> WORK REQUEST
Whenever a line below mentions the word "query", that line should be copied.

> SUPPLIED RECORDS
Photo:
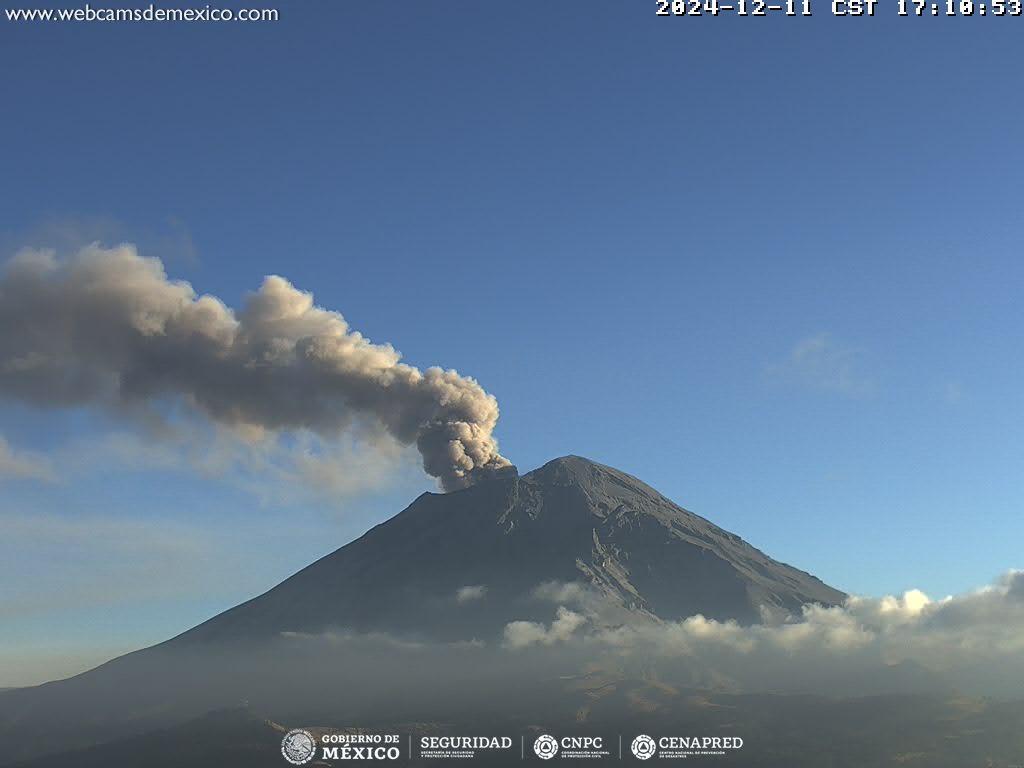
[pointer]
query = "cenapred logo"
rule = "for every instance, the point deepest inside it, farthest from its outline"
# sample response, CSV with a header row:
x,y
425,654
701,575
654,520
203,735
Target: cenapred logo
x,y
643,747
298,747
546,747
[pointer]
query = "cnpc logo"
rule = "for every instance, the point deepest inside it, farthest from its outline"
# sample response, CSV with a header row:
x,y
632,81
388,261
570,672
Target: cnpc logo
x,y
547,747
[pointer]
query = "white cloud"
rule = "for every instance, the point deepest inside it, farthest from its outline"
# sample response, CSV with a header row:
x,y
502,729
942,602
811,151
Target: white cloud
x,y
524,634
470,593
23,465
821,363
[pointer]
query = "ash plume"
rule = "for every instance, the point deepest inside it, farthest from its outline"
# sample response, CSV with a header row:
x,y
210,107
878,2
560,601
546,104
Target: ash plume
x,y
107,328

==

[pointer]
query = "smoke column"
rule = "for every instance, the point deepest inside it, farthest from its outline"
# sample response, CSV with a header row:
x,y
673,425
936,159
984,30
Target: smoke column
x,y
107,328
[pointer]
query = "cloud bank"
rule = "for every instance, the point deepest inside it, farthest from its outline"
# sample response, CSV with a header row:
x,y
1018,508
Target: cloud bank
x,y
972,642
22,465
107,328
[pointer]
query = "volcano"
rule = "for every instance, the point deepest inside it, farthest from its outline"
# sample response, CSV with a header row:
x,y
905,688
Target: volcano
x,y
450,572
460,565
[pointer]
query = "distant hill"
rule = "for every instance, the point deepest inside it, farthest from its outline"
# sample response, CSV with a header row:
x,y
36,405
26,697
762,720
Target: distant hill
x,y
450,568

> ANSWER BELOW
query = "cenapred logo"
query = "cnpc logo"
query = "white cloud"
query = "ash plume"
query = "smoke column"
query = "cloud bank"
query = "volcano"
query = "distant hill"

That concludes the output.